- TASK DESCRIPTION:
The records that follow should be copied out exactly, pictures excluded.

### RECORDS FOR PROCESSING

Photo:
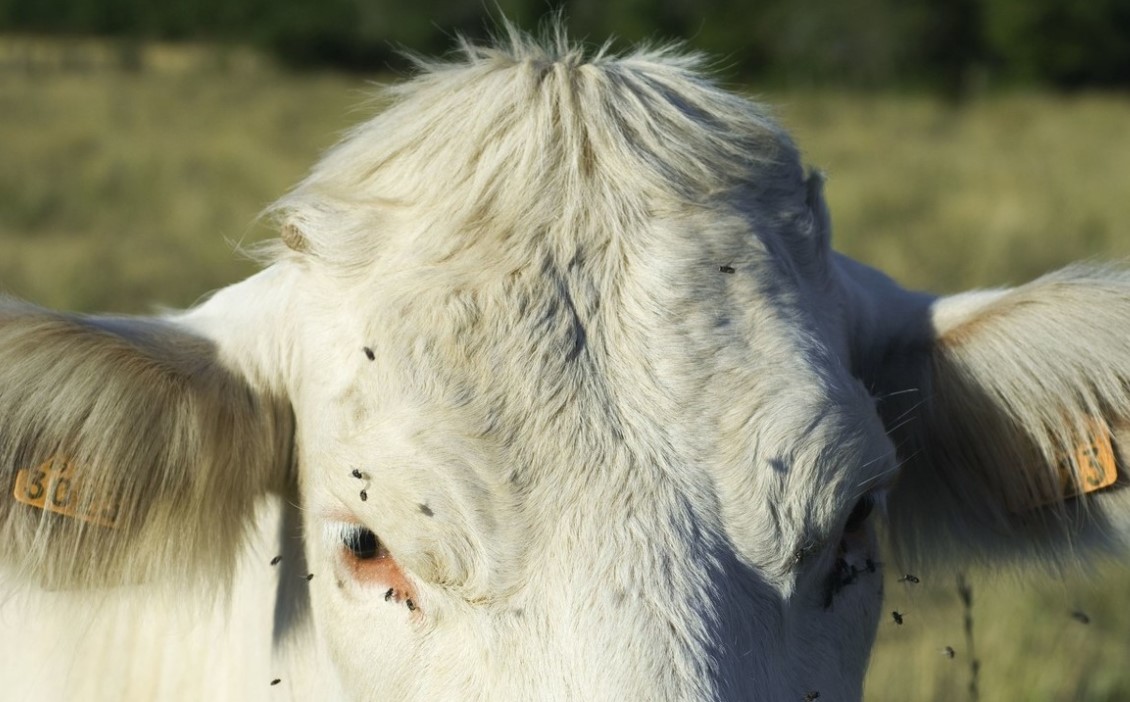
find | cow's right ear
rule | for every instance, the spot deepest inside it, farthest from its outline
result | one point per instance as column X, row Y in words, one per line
column 1009, row 410
column 135, row 449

######

- WRITTEN SOLUTION:
Photo:
find | cow's right ear
rule | for every instance, the spot deepest inside it, farthest from its outline
result | one point per instance as column X, row Y in words, one per line
column 1009, row 410
column 135, row 449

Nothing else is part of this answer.